* begin MATERIAL *

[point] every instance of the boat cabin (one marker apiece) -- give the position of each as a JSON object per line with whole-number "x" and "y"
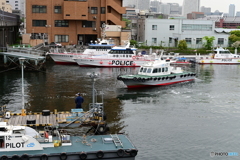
{"x": 158, "y": 68}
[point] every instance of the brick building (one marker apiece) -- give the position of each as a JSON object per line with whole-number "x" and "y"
{"x": 70, "y": 21}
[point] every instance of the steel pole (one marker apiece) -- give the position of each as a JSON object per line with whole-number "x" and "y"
{"x": 22, "y": 65}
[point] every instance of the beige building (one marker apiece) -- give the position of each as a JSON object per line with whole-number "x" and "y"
{"x": 5, "y": 7}
{"x": 71, "y": 22}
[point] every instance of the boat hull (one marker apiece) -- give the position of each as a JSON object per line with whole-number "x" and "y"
{"x": 90, "y": 62}
{"x": 93, "y": 151}
{"x": 140, "y": 82}
{"x": 219, "y": 61}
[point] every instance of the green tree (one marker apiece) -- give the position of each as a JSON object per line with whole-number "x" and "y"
{"x": 160, "y": 17}
{"x": 182, "y": 44}
{"x": 236, "y": 45}
{"x": 234, "y": 36}
{"x": 133, "y": 43}
{"x": 209, "y": 42}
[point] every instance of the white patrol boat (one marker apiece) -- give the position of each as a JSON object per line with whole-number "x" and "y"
{"x": 220, "y": 56}
{"x": 119, "y": 56}
{"x": 60, "y": 56}
{"x": 25, "y": 143}
{"x": 157, "y": 73}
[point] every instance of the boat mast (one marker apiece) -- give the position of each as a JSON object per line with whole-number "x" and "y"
{"x": 21, "y": 61}
{"x": 93, "y": 76}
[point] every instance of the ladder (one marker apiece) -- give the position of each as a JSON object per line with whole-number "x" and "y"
{"x": 116, "y": 140}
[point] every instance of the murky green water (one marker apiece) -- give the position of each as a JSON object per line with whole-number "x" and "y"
{"x": 182, "y": 121}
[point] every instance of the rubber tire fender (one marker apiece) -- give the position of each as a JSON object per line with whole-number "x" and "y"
{"x": 83, "y": 156}
{"x": 63, "y": 156}
{"x": 44, "y": 157}
{"x": 15, "y": 157}
{"x": 100, "y": 154}
{"x": 4, "y": 157}
{"x": 120, "y": 152}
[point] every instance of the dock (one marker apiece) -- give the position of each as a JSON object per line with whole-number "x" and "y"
{"x": 73, "y": 118}
{"x": 33, "y": 58}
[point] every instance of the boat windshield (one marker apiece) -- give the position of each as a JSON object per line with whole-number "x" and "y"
{"x": 121, "y": 52}
{"x": 149, "y": 70}
{"x": 223, "y": 52}
{"x": 99, "y": 47}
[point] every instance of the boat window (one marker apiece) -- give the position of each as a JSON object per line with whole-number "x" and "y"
{"x": 155, "y": 70}
{"x": 144, "y": 70}
{"x": 149, "y": 70}
{"x": 1, "y": 141}
{"x": 3, "y": 129}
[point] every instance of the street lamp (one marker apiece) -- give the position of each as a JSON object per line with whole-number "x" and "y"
{"x": 21, "y": 61}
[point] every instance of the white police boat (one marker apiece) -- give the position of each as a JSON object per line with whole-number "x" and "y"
{"x": 118, "y": 56}
{"x": 220, "y": 56}
{"x": 157, "y": 73}
{"x": 61, "y": 56}
{"x": 25, "y": 143}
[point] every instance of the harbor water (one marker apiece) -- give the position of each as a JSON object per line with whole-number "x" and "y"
{"x": 182, "y": 121}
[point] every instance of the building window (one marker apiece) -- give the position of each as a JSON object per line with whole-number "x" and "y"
{"x": 103, "y": 10}
{"x": 154, "y": 27}
{"x": 171, "y": 27}
{"x": 61, "y": 23}
{"x": 220, "y": 40}
{"x": 57, "y": 9}
{"x": 94, "y": 10}
{"x": 39, "y": 23}
{"x": 198, "y": 40}
{"x": 197, "y": 27}
{"x": 88, "y": 24}
{"x": 188, "y": 40}
{"x": 154, "y": 41}
{"x": 61, "y": 38}
{"x": 39, "y": 9}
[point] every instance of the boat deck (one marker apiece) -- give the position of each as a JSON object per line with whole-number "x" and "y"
{"x": 53, "y": 119}
{"x": 89, "y": 144}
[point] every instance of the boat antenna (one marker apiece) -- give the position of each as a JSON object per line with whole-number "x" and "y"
{"x": 21, "y": 61}
{"x": 103, "y": 31}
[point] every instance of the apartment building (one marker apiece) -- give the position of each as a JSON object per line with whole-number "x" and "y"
{"x": 4, "y": 6}
{"x": 70, "y": 21}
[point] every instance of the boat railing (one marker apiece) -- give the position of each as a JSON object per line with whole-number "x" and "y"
{"x": 116, "y": 140}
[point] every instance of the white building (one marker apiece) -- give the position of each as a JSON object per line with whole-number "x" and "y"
{"x": 206, "y": 10}
{"x": 190, "y": 6}
{"x": 167, "y": 32}
{"x": 231, "y": 11}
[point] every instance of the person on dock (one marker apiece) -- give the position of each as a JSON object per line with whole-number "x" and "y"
{"x": 79, "y": 100}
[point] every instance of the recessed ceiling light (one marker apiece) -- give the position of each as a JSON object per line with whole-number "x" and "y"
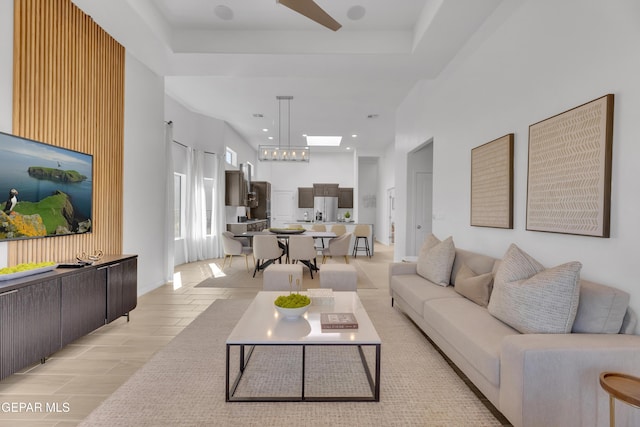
{"x": 223, "y": 12}
{"x": 324, "y": 141}
{"x": 356, "y": 13}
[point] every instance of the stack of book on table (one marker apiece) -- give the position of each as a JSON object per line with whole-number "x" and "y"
{"x": 337, "y": 321}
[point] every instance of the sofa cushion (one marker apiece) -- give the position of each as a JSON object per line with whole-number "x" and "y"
{"x": 601, "y": 309}
{"x": 532, "y": 299}
{"x": 479, "y": 263}
{"x": 415, "y": 290}
{"x": 436, "y": 259}
{"x": 472, "y": 331}
{"x": 476, "y": 287}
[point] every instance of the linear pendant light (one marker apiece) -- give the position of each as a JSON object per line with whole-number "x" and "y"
{"x": 281, "y": 153}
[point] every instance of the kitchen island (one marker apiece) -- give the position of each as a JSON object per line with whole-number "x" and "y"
{"x": 248, "y": 225}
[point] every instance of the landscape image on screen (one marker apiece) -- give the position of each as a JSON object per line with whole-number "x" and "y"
{"x": 44, "y": 190}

* end MATERIAL *

STATED TASK:
Quote the full listing above word for word; exclude every picture from the copy.

WRITTEN SOLUTION:
[point] every instance of the boat cabin (one marker apiece) -- give the position of each as a JSON object per line with whole-number "x" and "y"
{"x": 158, "y": 68}
[point] every instance of the brick building (one marker apiece) -- give the position of each as a JSON object per line with whole-number "x" and "y"
{"x": 70, "y": 21}
[point] every instance of the steel pole (one marker apiece) -- give the position of each as a JSON object per line with whole-number "x" and "y"
{"x": 22, "y": 65}
[point] every instance of the beige building (one marker apiece) -- give the position of each as a JSON object per line with whole-number "x" and "y"
{"x": 5, "y": 7}
{"x": 71, "y": 22}
[point] every instance of the boat hull (one marker apiece) -- give the position of each as a JSON object per line with whole-number "x" and "y"
{"x": 90, "y": 62}
{"x": 93, "y": 151}
{"x": 140, "y": 82}
{"x": 219, "y": 61}
[point] every instance of the green tree (one marker apiece) -- give the position of each as a JSON object per line with whole-number "x" and "y"
{"x": 160, "y": 17}
{"x": 182, "y": 44}
{"x": 236, "y": 45}
{"x": 234, "y": 36}
{"x": 133, "y": 43}
{"x": 209, "y": 42}
[point] every instance of the white patrol boat (one marker apiece) -- give the position of each as a JSON object per line with whole-number "x" and "y"
{"x": 220, "y": 56}
{"x": 119, "y": 56}
{"x": 60, "y": 56}
{"x": 25, "y": 143}
{"x": 157, "y": 73}
[point] every instance of the boat mast (one marker apiece) -- give the position of each as a JSON object per line with whole-number "x" and "y"
{"x": 21, "y": 61}
{"x": 93, "y": 76}
[point] every instance of the ladder (one marker apiece) -- give the position of each as a JSON object per line with whole-number "x" and "y"
{"x": 116, "y": 140}
[point] every instance of the murky green water (one marker apiece) -- give the position of each as a JSON object per line with whole-number "x" and "y"
{"x": 182, "y": 121}
[point] every instance of the rubber tire fender (one marker apiece) -- give the position of each as a JSON object per line with whole-number "x" and "y"
{"x": 83, "y": 156}
{"x": 63, "y": 156}
{"x": 44, "y": 157}
{"x": 15, "y": 157}
{"x": 100, "y": 154}
{"x": 4, "y": 157}
{"x": 120, "y": 152}
[point] every instance of the dock (one marker apiece) -- give the position of each as a JSON object per line with whole-number "x" and "y"
{"x": 73, "y": 118}
{"x": 33, "y": 58}
[point] every instance of the boat windshield (one marker apiece) -- give the position of each as a JSON object per line with whole-number "x" and "y"
{"x": 121, "y": 52}
{"x": 149, "y": 70}
{"x": 223, "y": 52}
{"x": 99, "y": 47}
[point] every instance of the boat window (one marker apiece) -- give the position of each as a JSON object per line with whole-number "x" and "y"
{"x": 155, "y": 70}
{"x": 144, "y": 70}
{"x": 149, "y": 70}
{"x": 1, "y": 141}
{"x": 3, "y": 129}
[point] every instance of the street lamp (one marker apiece) -- give the position of each as a JSON object per line with whole-number "x" and "y"
{"x": 21, "y": 61}
[point] every instance of the white police boat (one marker apiece) -- give the position of each as a JSON object per line with whole-number "x" and "y"
{"x": 118, "y": 56}
{"x": 220, "y": 56}
{"x": 157, "y": 73}
{"x": 61, "y": 56}
{"x": 25, "y": 143}
[point] every instance of the harbor water (one marker apiece) -- give the position of each as a JSON object per line with whole-number "x" and "y"
{"x": 182, "y": 121}
[point] every instance of the building window (one marker apiece) -- give the position of each as a JSON object per line with whole-number "x" and "y"
{"x": 103, "y": 10}
{"x": 154, "y": 27}
{"x": 171, "y": 27}
{"x": 61, "y": 23}
{"x": 220, "y": 40}
{"x": 57, "y": 9}
{"x": 94, "y": 10}
{"x": 39, "y": 23}
{"x": 198, "y": 40}
{"x": 197, "y": 27}
{"x": 88, "y": 24}
{"x": 188, "y": 40}
{"x": 154, "y": 41}
{"x": 61, "y": 38}
{"x": 39, "y": 9}
[point] every instance of the boat deck (one marker apiece) -- give the position of each as a JSON object per line with whole-number "x" and "y"
{"x": 53, "y": 119}
{"x": 89, "y": 144}
[point] every instance of the boat antenna (one marker apiece) -- give the position of each as a JSON object per line with whole-number "x" and "y"
{"x": 21, "y": 61}
{"x": 103, "y": 31}
[point] every instance of the apartment building (one marker apiece) -- give the position of each as a JSON object per line with whole-number "x" and "y"
{"x": 4, "y": 6}
{"x": 70, "y": 21}
[point] every instance of the boat railing (one marker apiece) -- give the position of each as a JSON object per line with whole-number "x" and "y"
{"x": 116, "y": 140}
[point] every instance of the white building (one marker apiece) -- give the position of each as a JSON object per line with whole-number "x" and "y"
{"x": 206, "y": 10}
{"x": 190, "y": 6}
{"x": 167, "y": 32}
{"x": 231, "y": 11}
[point] every instance of the person on dock (one marker apiece) -- give the position of each as a JSON object per line with whole-number "x" and "y"
{"x": 79, "y": 100}
[point] every instance of the recessed ceiling light (one marker apiece) -- give the position of each as a JSON object per line with whole-number "x" and "y"
{"x": 223, "y": 12}
{"x": 324, "y": 141}
{"x": 356, "y": 13}
[point] every instance of the stack of book on table (one marker apiece) -- give the position of each as a JSON object per line with whole-number "x" and "y"
{"x": 337, "y": 321}
[point] every instance of the sofa cushion (one marker apiece) -- give the position of each as a JSON object per line with whole-number "x" and "y"
{"x": 601, "y": 309}
{"x": 532, "y": 299}
{"x": 479, "y": 263}
{"x": 415, "y": 290}
{"x": 436, "y": 259}
{"x": 472, "y": 331}
{"x": 476, "y": 287}
[point] every instance of the linear pendant light (one marker apiece) -- give the position of each as a JSON object per line with whole-number "x" and "y"
{"x": 281, "y": 153}
[point] every instance of the kitchen island (one marker apiece) -- give the position of each as a JSON object per line with whole-number "x" and "y"
{"x": 248, "y": 225}
[point] every instance of the landscape image on screen (one marker apiece) -- give the position of each as a JSON object per line with whole-number "x" and "y"
{"x": 44, "y": 190}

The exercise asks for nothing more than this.